Work order - The complete listing should be restated exactly.

Input material -
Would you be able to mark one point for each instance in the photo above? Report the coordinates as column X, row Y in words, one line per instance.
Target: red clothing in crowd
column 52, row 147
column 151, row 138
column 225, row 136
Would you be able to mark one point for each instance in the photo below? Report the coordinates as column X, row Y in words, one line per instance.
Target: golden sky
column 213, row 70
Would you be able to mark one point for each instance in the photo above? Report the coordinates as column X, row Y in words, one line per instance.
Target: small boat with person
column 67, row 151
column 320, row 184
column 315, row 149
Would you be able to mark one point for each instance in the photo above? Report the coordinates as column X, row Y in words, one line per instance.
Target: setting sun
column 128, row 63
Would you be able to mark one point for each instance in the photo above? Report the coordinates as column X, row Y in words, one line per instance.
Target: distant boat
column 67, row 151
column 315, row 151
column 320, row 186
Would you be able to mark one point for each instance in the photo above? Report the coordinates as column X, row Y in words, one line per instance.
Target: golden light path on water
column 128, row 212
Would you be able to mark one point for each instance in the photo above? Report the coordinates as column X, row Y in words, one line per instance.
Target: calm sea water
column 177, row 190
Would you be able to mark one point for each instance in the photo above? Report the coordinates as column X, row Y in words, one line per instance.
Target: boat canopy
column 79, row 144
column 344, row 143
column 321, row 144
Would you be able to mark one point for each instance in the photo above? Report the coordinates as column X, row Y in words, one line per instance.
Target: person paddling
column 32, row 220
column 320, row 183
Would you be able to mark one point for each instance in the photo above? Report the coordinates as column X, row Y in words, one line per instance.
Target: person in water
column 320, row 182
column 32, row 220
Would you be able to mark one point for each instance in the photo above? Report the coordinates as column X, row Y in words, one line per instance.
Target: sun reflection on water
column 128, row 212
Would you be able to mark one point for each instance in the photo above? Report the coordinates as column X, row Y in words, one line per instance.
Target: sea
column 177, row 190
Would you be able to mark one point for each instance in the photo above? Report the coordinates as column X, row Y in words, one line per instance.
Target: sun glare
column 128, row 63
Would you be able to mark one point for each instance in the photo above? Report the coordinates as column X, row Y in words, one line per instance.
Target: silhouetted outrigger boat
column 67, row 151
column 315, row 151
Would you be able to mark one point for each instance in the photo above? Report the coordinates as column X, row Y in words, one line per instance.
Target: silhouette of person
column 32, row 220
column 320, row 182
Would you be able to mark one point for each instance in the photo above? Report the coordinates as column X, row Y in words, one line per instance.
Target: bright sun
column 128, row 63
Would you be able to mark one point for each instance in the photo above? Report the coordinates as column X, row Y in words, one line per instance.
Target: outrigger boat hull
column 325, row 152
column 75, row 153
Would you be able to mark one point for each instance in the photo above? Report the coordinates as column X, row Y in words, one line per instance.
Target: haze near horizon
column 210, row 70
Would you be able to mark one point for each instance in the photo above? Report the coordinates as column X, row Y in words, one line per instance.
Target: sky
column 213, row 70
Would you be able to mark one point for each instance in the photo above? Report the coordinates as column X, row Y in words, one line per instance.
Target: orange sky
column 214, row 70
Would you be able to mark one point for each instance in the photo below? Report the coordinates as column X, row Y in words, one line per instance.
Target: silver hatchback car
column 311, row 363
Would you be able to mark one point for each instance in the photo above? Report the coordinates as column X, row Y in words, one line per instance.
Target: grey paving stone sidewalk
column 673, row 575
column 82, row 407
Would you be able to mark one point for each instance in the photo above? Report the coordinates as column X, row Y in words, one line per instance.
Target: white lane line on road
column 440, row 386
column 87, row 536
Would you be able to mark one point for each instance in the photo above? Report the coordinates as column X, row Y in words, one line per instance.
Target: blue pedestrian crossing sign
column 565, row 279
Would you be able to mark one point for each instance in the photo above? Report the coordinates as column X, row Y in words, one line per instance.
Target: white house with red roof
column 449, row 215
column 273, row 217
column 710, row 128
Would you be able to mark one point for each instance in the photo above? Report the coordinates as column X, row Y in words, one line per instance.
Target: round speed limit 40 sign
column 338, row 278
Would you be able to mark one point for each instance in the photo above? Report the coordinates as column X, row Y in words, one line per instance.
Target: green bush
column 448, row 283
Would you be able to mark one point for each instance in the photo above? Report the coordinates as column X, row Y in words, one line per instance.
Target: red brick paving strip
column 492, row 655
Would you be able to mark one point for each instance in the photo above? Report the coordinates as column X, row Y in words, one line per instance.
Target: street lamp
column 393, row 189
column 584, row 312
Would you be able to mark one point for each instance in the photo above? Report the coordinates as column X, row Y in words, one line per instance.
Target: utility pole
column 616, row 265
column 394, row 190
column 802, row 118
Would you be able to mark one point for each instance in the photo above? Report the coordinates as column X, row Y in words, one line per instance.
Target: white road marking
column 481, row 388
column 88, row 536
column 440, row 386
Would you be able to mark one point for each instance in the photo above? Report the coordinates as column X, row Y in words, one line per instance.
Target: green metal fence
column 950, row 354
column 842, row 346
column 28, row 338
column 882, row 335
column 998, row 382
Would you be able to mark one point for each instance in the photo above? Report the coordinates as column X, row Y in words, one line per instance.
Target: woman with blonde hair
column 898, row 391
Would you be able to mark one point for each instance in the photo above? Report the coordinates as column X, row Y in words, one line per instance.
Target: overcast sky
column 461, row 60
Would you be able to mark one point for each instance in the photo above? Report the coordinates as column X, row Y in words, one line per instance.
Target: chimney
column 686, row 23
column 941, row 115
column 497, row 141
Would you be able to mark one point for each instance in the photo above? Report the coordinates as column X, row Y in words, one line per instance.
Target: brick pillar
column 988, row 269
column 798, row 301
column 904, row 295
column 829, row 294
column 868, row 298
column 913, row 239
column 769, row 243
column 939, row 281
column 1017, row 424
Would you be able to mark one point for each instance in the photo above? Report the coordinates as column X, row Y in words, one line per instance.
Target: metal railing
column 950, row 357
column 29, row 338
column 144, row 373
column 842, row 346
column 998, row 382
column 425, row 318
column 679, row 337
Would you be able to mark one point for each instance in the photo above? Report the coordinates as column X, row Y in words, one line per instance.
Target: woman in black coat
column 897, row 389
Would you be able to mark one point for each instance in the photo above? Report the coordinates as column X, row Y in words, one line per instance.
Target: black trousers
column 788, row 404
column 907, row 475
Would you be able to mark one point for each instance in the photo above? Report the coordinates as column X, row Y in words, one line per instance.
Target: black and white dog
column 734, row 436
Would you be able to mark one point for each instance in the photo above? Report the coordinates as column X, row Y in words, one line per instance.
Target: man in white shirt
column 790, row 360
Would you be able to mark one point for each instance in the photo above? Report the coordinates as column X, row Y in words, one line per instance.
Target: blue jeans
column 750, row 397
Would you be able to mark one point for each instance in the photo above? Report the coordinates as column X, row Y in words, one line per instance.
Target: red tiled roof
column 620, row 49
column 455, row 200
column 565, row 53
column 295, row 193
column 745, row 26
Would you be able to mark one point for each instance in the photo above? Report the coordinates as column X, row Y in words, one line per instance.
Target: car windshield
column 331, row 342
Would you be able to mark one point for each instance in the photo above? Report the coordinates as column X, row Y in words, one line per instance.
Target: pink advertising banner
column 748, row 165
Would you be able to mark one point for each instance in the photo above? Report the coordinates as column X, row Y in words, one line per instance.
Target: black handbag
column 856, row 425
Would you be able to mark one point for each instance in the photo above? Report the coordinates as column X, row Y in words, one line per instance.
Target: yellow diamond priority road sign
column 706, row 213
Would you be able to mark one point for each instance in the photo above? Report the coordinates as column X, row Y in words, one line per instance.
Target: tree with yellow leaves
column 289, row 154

Result for this task -
Would you be able to mark one point for each instance in the photo above? Report the coordinates as column X, row Y in words, one line per instance.
Target: red clothing in crowd
column 52, row 147
column 151, row 138
column 225, row 136
Would you be able to mark one point for each instance in the photo below? Report the coordinates as column X, row Y in words, one line per instance.
Target: golden sky
column 213, row 70
Would you be able to mark one point for each instance in the photo above? Report the coordinates as column X, row Y in words, one line per instance.
Target: small boat with person
column 67, row 151
column 320, row 184
column 315, row 149
Would you be able to mark one point for each instance in the photo above? Report the coordinates as column X, row Y in words, one line per instance.
Target: setting sun
column 128, row 63
Would you be able to mark one point for each instance in the photo above? Report the coordinates as column X, row Y in words, one line per instance.
Target: distant boat
column 67, row 151
column 315, row 151
column 320, row 186
Would you be able to mark one point for each instance in the photo above? Report the coordinates as column X, row Y in words, one line per instance.
Target: golden light path on water
column 128, row 212
Would you be able to mark one point for each instance in the photo above? Report the coordinates as column X, row Y in words, one line per instance.
Target: calm sea water
column 177, row 190
Would you be able to mark one point for each instance in the photo above? Report the coordinates as column X, row Y in words, one line per instance.
Target: boat canopy
column 79, row 144
column 344, row 143
column 321, row 144
Would you be able to mark one point for each instance in the photo above? Report the coordinates as column X, row Y in words, one line per instance.
Target: person paddling
column 32, row 220
column 320, row 183
Would you be able to mark one point for each instance in the photo above? Report the coordinates as column X, row Y in words, one line per instance.
Target: person in water
column 320, row 182
column 32, row 220
Would you be able to mark one point for each instance in the photo above? Report the coordinates as column X, row Y in words, one line per instance.
Target: sun reflection on water
column 128, row 212
Would you be able to mark one point for each instance in the photo above? Report the coordinates as column X, row Y in words, one line per instance.
Target: sea
column 177, row 190
Would you be able to mark one point for each instance in the photo above? Report the coordinates as column X, row Y in words, one line per instance.
Target: sun glare
column 128, row 63
Would you be able to mark one point for each instance in the photo above? Report the coordinates as column X, row Y in words, one line per instance.
Target: silhouetted outrigger boat
column 67, row 151
column 315, row 151
Would you be able to mark one point for each instance in the photo above? Report the coordinates as column X, row Y in words, one line per instance.
Target: silhouette of person
column 32, row 220
column 320, row 182
Would you be able to mark one point for each instance in the photo above? Report the coordinates as column X, row Y in words, one line per instance.
Target: bright sun
column 128, row 63
Would you be able to mark one point for each instance in the photo above? Report the coordinates as column X, row Y in words, one line per instance.
Target: outrigger boat hull
column 325, row 152
column 75, row 153
Would you be able to mark one point for each instance in the photo above? Report the coordinates as column X, row Y in words, one line per instance.
Target: haze near horizon
column 210, row 70
Would you be able to mark one point for each instance in the photo above? Report the coordinates as column X, row Y in words, one line per instance.
Target: sky
column 213, row 70
Would you be able to mark one point for each instance in the photo above? Report the coordinates as column X, row Y in words, one line per instance.
Target: orange sky
column 214, row 70
Would you be able to mark one point for each instance in the photo below? Report the coordinates as column X, row Y in words, one line per instance.
Target: silver hatchback car
column 311, row 363
Would you be able to mark one point for each instance in the photo above? Report the coordinates as column X, row Y in words, one line per instance.
Target: grey paving stone sidewalk
column 673, row 575
column 82, row 407
Would you be able to mark one point for each instance in the photo above? Report the coordinates as column X, row Y in words, one line per instance.
Target: white lane line on road
column 440, row 386
column 87, row 536
Would you be able to mark one point for each instance in the photo above? Report the coordinates as column X, row Y in words, one line per instance.
Target: blue pedestrian crossing sign
column 565, row 279
Would you be able to mark one point for each instance in the photo above? Report the coordinates as column X, row Y in words, one line per instance.
Target: white house with red roof
column 449, row 215
column 273, row 217
column 710, row 128
Would you be able to mark one point for each instance in the photo above? Report the coordinates as column X, row Y in words, one line per instance.
Target: round speed limit 40 sign
column 338, row 278
Would you be able to mark one point for each instance in the photo above? Report the coordinates as column X, row Y in words, one line per instance.
Target: green bush
column 448, row 283
Would you be able to mark one point for each instance in the photo above? Report the coordinates as column X, row Y in words, one line per instance.
Target: red brick paving strip
column 492, row 655
Would you be able to mark one point for each instance in the photo above? Report the coordinates as column X, row Y in words, one line per instance.
Target: street lamp
column 393, row 189
column 584, row 312
Would you be able to mark one point for each instance in the photo above? Report the coordinates as column X, row Y in words, one line per instance.
Target: utility pole
column 616, row 265
column 394, row 190
column 802, row 118
Would you be able to mark one point for each instance in the photo above? Report the coordinates as column X, row Y in words, one line per instance.
Target: white road marking
column 481, row 388
column 88, row 536
column 440, row 386
Would you be able to mark one point for each instance in the photo above? Report the coordinates as column X, row Y in words, one line per instance.
Target: green metal fence
column 950, row 354
column 842, row 346
column 28, row 338
column 882, row 335
column 998, row 382
Would you be able to mark one point for each instance in the photo above? Report the coordinates as column X, row Y in words, one line per instance.
Target: woman with blonde hair
column 898, row 391
Would you be able to mark one point for each instance in the photo above? Report the coordinates as column X, row Y in words, one line per instance.
Target: overcast sky
column 461, row 60
Would you be able to mark one point for each instance in the photo above? Report the coordinates as column X, row Y in words, one line per instance.
Target: chimney
column 686, row 23
column 941, row 115
column 497, row 141
Would you be able to mark one point for each instance in the photo above? Report the coordinates as column X, row Y in words, one line per instance.
Target: brick pillar
column 988, row 269
column 798, row 301
column 904, row 295
column 829, row 294
column 868, row 298
column 913, row 239
column 769, row 243
column 939, row 281
column 1017, row 424
Would you be able to mark one point for each instance in the photo above? Report the coordinates as column X, row Y in words, one line per instance.
Target: metal railing
column 950, row 357
column 29, row 338
column 144, row 373
column 842, row 346
column 998, row 382
column 425, row 318
column 679, row 337
Would you be able to mark one point for each instance in the photo above? Report the coordinates as column X, row Y in words, one line per instance.
Target: woman in black coat
column 897, row 389
Would you be able to mark one point for each instance in the photo above? Report the coordinates as column X, row Y in words, one line per instance.
Target: black trousers
column 788, row 404
column 907, row 475
Would you be able to mark one point for each instance in the photo above? Report the coordinates as column X, row Y in words, one line per instance.
Target: black and white dog
column 734, row 436
Would you be able to mark one point for each instance in the photo above? Report the coordinates as column X, row Y in words, one line per instance.
Target: man in white shirt
column 790, row 360
Would you be able to mark one point for each instance in the photo above? Report the coordinates as column X, row Y in words, one line per instance.
Target: blue jeans
column 750, row 397
Would you be able to mark one point for each instance in the photo above? Report the coordinates as column X, row Y in words, one line per instance.
Target: red tiled roof
column 620, row 49
column 455, row 200
column 565, row 53
column 295, row 193
column 745, row 26
Would you be able to mark one point for each instance in the photo above? Report the coordinates as column X, row Y in words, one line per instance.
Target: car windshield
column 331, row 342
Would you be able to mark one point for each instance in the photo above? Report the coordinates as column X, row Y in words, one line per instance.
Target: pink advertising banner
column 748, row 165
Would you be able to mark one point for each instance in the photo above? Report the coordinates as column X, row Y in words, one line per instance.
Target: black handbag
column 856, row 425
Would you be able to mark one point for each instance in the photo above? Report the coordinates as column X, row Y in words, one line per instance.
Target: yellow diamond priority road sign
column 706, row 213
Would you be able to mark one point for each instance in the photo above? Report the coordinates as column X, row Y in words, one line per instance.
Target: tree with yellow leaves
column 289, row 154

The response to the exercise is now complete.